練習問題
1 - 鉄道行政の文章と次の (a)〜(c) が合っているか判定せよ。(a) 後藤新平は初代内閣鉄道院総裁である。(b) 内閣鉄道院は1907年4月1日に新設された。(c) 鉄道国有法は帝国議会で成立した。それぞれ「はい」か「いいえ」で答え、根拠となる本文の語句をそのまま引用すること。
2 - 鉄道行政の文章に名前が出てくる法令をすべて挙げてください。
3 - 鉄道行政の文章の最後の文に続く部分を書き継げ。

後藤新平は初代内閣鉄道院総裁であり、その在位期間は1908年12月5日 - 1911年8月30日であった。

1906年の鉄道国有化のきっかけに鉄道行政は混乱を極めた。

1909年10月26日の伊藤博文暗殺はこのような時期に起こった。


この時期の鉄道は今とは違い国家予算最大の行き先であった。

膨大な予算の行方を巡り、鉄道行政の所管変更や監督組織や現業組織の混乱は、猫の目のように入れ変わり、社会混乱を引き起こした。


このため政府は1908年12月5日、鉄道局と帝国鉄道庁を統合した「内閣鉄道院」を新設し内閣の直属機関とした(第2次桂内閣)


鉄道事業は逓信省外局の鉄道作業局時代多くの法律が作られた。

鉄道敷設法、北海道鉄道敷設法、事業公債条例、などによって運営整備された。


1906年に帝国議会で鉄道国有法及び帝国鉄道会計法が成立し、

1907年3月に勅令の帝国鉄道庁官制が公布され、

1907年4月1日に鉄道作業局を改組した帝国鉄道庁が設置され、帝国鉄道が開業された。

提示データ
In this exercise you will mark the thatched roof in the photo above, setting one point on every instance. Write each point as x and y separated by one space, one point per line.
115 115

解答
1 -
(a) はい:「後藤新平は初代内閣鉄道院総裁であり」
(b) いいえ:「1908年12月5日、鉄道局と帝国鉄道庁を統合した「内閣鉄道院」を新設し」
(c) はい:「1906年に帝国議会で鉄道国有法及び帝国鉄道会計法が成立し」

2 - 鉄道敷設法、北海道鉄道敷設法、事業公債条例、鉄道国有法、帝国鉄道会計法、帝国鉄道庁官制

3 -
逓信省は、「帝国鉄道庁は民事訴訟に付き国を代表す」、「帝国鉄道庁ニ多度津工場増置」など法規を公布して、土地収用及び路線増設を進めた。


この鉄道の運営には当初から特別会計が設置されていたが(西園寺公望内閣)、

さらに1909年には帝国鉄道会計法の全部改正により資金不足の際は帝国鉄道会計の負担による公債発行、

または他特別会計からの借入れを行いうるようになった(第2次桂内閣)。


1909年度予算によれば、同年の国の歳入予定は、3億2,053万4,132円。

1908年度までの2年間で鉄道建設及び改良費は、  6,268万4,226円、

1909年から1913年までの5年間の支出予定は、 1億 180万6,584円、

年間予算のうちの6%から18%以上を帝国鉄道事業が占めていた。


なお、帝国鉄道の他に、外地であった中国関東州(南満州鉄道)や朝鮮(朝鮮総督府鉄道)の鉄道事業の予算もかかっていた。


初代内閣鉄道院総裁、後藤新平は、この膨大な鉄道予算の利権を握っていた。

総裁官房と総務・運輸・建設・計理の4部、鉄道調査所を指揮下に置いた。


北海道(北海道および青函航路所管・札幌)、

東部(東北線所管・上野)、

中部(東海道線および中央線所管・新橋)、

西部(山陽線・四国および関門・関釜航路所管、神戸)、

九州(九州所管・門司)に鉄道管理局が設置され、

各地の運輸事務所と保線事務所(その後一時廃止され1913年復活)、

工場などを統括した。


このほか関東庁および拓殖局とともに南満州鉄道(満鉄)の監督権も所管し、

同社の鉄道事業に関して監督した。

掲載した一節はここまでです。